*Problem to work on*
Pull out each line of the records holding the string "group".

(Natural language region descriptions)
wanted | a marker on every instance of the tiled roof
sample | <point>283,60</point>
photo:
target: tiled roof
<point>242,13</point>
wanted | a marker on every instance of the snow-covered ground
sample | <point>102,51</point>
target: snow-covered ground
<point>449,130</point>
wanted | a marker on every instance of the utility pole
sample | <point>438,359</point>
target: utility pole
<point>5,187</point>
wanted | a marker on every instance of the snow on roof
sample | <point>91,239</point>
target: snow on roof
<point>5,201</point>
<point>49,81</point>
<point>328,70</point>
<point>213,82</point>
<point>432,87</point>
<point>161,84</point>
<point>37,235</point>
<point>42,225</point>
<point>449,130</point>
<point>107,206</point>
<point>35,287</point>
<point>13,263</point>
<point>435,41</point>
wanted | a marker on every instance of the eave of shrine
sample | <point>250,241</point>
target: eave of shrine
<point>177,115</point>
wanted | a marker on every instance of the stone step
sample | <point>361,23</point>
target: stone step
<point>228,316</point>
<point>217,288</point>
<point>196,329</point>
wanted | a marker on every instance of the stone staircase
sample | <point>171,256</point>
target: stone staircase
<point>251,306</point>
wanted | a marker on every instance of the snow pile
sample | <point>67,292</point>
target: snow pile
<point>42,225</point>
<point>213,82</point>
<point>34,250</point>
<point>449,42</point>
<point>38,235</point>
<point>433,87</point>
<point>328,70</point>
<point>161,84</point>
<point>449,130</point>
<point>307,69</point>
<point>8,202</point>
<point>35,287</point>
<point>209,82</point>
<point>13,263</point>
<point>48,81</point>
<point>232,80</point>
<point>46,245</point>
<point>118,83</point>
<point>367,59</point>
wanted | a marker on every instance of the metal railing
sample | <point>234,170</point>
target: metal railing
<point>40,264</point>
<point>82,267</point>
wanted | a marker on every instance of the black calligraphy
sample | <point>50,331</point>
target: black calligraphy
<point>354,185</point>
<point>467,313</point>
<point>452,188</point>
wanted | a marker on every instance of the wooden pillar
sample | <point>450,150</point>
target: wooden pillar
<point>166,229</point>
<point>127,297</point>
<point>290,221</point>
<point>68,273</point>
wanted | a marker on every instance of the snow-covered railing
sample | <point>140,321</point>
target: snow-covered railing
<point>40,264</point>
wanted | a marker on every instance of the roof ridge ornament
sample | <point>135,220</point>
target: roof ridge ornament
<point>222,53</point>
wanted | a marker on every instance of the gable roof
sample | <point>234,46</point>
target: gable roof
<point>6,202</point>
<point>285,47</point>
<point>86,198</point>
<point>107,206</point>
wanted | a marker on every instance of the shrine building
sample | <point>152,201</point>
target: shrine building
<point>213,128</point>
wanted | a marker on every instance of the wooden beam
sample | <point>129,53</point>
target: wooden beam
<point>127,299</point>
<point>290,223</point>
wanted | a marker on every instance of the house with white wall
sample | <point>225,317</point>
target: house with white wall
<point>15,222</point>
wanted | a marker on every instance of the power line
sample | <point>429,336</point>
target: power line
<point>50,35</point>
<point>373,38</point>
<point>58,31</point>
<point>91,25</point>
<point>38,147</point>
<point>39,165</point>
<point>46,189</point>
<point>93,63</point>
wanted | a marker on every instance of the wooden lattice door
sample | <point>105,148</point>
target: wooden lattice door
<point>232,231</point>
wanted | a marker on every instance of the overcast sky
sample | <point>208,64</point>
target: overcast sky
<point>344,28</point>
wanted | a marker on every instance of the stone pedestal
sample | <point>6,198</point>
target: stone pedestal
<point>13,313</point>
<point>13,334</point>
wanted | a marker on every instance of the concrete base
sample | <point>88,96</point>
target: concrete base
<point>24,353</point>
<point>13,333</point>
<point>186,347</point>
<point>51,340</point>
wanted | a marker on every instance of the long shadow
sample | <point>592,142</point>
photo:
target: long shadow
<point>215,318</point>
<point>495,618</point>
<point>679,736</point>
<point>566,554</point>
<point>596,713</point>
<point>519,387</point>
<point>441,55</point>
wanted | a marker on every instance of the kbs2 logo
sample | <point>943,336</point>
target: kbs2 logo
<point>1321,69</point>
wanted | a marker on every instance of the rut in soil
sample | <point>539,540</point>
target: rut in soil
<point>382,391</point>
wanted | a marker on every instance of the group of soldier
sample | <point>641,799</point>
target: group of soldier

*Exercise output*
wanted | a marker on every instance of the group of soldier
target: group of soldier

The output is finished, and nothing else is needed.